[Records provided — start]
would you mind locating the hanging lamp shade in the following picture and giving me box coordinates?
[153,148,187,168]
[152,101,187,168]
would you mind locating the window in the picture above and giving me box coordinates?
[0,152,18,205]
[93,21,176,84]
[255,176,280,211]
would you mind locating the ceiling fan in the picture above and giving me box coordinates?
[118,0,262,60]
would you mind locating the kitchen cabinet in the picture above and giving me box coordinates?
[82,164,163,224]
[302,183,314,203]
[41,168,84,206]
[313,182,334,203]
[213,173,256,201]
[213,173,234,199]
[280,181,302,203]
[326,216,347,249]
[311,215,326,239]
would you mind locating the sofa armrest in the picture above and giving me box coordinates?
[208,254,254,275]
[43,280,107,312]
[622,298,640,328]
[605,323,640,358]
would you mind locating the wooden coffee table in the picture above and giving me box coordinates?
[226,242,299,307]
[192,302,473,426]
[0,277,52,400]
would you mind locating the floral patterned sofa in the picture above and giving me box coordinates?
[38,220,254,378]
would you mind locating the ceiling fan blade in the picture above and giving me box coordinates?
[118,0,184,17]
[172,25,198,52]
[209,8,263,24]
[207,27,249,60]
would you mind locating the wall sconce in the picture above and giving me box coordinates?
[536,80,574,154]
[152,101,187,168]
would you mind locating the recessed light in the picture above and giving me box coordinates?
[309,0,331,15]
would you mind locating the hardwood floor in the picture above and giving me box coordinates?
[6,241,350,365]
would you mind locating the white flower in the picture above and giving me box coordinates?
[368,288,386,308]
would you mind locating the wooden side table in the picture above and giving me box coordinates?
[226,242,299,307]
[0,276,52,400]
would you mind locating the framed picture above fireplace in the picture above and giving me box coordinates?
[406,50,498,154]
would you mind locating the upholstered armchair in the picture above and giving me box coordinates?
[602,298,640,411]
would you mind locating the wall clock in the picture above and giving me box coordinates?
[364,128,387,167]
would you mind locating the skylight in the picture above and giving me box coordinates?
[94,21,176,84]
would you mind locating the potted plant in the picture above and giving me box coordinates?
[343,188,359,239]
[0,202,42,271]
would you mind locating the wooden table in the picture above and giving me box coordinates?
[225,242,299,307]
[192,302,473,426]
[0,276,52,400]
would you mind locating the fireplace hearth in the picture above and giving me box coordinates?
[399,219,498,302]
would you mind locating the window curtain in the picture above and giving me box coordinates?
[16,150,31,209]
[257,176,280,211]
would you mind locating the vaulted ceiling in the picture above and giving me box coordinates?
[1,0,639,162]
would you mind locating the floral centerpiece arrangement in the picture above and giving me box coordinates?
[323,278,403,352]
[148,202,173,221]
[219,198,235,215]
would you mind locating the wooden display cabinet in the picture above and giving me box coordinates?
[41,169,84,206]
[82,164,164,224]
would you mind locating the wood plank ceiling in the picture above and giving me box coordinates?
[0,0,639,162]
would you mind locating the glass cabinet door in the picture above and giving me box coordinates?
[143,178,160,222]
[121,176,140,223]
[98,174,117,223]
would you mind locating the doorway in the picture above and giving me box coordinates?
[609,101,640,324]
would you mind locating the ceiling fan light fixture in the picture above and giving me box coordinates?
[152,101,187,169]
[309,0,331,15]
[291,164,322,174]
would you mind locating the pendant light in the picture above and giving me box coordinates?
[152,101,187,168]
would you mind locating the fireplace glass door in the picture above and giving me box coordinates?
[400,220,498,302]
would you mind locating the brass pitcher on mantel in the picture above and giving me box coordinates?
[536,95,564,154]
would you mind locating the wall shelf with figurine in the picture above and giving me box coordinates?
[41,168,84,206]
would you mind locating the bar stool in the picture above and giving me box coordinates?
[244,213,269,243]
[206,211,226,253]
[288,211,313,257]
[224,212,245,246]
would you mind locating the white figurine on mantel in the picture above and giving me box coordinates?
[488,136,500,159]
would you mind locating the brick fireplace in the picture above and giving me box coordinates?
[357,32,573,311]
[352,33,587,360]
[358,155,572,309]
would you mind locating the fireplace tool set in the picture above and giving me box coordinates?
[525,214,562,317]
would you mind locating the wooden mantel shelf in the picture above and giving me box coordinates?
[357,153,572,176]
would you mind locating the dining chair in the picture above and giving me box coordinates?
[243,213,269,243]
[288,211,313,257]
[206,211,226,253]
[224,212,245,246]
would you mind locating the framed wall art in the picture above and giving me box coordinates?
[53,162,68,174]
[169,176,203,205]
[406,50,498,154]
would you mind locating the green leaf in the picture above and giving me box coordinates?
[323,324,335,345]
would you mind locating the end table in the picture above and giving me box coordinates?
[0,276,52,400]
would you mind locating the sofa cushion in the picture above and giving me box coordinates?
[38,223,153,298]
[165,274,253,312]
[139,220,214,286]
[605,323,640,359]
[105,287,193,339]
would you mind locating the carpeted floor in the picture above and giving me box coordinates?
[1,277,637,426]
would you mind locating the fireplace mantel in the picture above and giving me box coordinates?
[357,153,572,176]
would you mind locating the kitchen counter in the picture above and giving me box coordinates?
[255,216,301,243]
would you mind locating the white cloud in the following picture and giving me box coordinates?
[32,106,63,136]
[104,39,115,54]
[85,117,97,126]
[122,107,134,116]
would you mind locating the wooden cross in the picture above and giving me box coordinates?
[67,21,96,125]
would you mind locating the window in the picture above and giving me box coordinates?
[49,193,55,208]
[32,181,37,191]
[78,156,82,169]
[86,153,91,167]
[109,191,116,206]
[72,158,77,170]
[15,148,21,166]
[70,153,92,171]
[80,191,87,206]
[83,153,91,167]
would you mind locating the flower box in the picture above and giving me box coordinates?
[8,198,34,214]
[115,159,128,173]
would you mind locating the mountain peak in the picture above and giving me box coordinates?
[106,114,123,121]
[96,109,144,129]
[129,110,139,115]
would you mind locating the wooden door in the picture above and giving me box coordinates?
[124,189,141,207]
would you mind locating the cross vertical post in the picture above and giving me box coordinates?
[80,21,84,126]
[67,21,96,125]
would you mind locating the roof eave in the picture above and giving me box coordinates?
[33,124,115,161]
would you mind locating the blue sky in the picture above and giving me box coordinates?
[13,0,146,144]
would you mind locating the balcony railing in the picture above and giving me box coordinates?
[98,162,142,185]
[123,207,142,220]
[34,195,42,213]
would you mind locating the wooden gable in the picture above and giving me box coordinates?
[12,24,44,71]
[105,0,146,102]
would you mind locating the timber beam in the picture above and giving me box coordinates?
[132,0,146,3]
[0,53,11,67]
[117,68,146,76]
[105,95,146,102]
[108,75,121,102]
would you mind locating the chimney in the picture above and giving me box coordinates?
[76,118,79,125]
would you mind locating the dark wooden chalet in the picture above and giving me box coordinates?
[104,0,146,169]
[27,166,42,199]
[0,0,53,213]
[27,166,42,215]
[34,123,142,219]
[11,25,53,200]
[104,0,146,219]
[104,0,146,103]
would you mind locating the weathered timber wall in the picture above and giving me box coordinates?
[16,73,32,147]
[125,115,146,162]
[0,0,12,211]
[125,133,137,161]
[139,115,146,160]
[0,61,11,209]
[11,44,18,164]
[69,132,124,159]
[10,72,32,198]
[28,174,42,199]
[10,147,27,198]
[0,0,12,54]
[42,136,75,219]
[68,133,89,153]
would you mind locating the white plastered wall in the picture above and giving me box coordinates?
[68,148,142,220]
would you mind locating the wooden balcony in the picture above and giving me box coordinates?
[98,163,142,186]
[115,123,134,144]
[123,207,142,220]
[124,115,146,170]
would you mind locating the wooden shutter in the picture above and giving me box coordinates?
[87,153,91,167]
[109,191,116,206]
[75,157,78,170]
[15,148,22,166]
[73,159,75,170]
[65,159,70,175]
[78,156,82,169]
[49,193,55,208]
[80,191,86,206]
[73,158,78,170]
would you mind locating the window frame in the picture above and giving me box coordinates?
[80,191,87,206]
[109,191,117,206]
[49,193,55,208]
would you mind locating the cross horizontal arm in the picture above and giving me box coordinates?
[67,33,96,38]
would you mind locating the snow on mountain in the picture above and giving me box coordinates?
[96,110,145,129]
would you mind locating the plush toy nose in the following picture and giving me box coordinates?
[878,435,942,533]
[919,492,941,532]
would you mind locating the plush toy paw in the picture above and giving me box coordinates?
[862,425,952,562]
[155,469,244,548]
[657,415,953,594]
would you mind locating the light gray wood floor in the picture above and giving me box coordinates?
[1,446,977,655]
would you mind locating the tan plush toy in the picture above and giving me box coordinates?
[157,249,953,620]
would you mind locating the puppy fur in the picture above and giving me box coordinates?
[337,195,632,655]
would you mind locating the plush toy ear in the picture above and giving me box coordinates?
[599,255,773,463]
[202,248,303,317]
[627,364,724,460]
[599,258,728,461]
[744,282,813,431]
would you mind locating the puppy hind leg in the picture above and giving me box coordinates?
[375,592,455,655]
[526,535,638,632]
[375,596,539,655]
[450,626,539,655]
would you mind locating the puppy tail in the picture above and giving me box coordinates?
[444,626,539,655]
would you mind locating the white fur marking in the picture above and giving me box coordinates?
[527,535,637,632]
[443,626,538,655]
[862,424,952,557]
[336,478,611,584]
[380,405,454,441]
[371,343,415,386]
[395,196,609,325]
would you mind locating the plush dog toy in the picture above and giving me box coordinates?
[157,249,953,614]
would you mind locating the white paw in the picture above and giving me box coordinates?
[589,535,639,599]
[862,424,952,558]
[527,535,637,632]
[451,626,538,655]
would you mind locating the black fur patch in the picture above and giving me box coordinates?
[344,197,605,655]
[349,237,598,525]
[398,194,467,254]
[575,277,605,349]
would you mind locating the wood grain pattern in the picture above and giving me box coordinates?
[Records provided — finish]
=== What the task asks ===
Reproduce, exactly and in full, the lines from the one that contains "would you mind locating the snow" to the end of the material.

=== Written solution ===
would you mind locating the snow on mountain in the picture above and giving me box coordinates?
[96,110,145,129]
would you mind locating the plush toy nose in the following picture and giving me box coordinates?
[878,435,942,533]
[919,492,941,532]
would you mind locating the plush toy paw in the picture above and giving me box coordinates?
[862,425,952,562]
[155,469,244,548]
[657,415,953,594]
would you mind locating the light gray wood floor in the picture above and giving me box coordinates?
[1,446,977,655]
would you mind locating the tan plush toy in the picture above and giving me box coordinates?
[157,249,953,620]
would you mind locating the puppy fur in the picture above and giving me box coordinates?
[337,195,632,655]
would you mind locating the plush toy ear in the picture above and giving me box coordinates?
[599,255,773,463]
[202,248,303,317]
[627,364,724,460]
[599,258,728,461]
[744,282,813,431]
would you mind locating the puppy hind leg in the picture above and giving me box coordinates?
[375,592,455,655]
[526,535,638,632]
[375,596,539,655]
[450,626,539,655]
would you mind locating the puppy tail in the picture above and giving me box coordinates?
[444,626,539,655]
would you mind locating the white fur marking in the picture above and giving me box coordinates?
[527,535,637,632]
[443,626,538,655]
[862,424,952,557]
[336,478,611,584]
[380,405,454,441]
[371,343,415,386]
[395,196,609,325]
would you mind locating the plush dog toy in the picture above and giving me box coordinates?
[157,249,953,614]
would you mind locating the white paw in the picture above and giving me box coordinates?
[589,535,639,599]
[862,424,952,558]
[527,535,637,632]
[451,626,538,655]
would you mind locating the black fur patch in the picture above and giving me box coordinates?
[344,197,605,655]
[349,237,598,525]
[398,194,467,254]
[575,277,605,349]
would you mind locating the wood grain pattern in the picture above and giving me box coordinates?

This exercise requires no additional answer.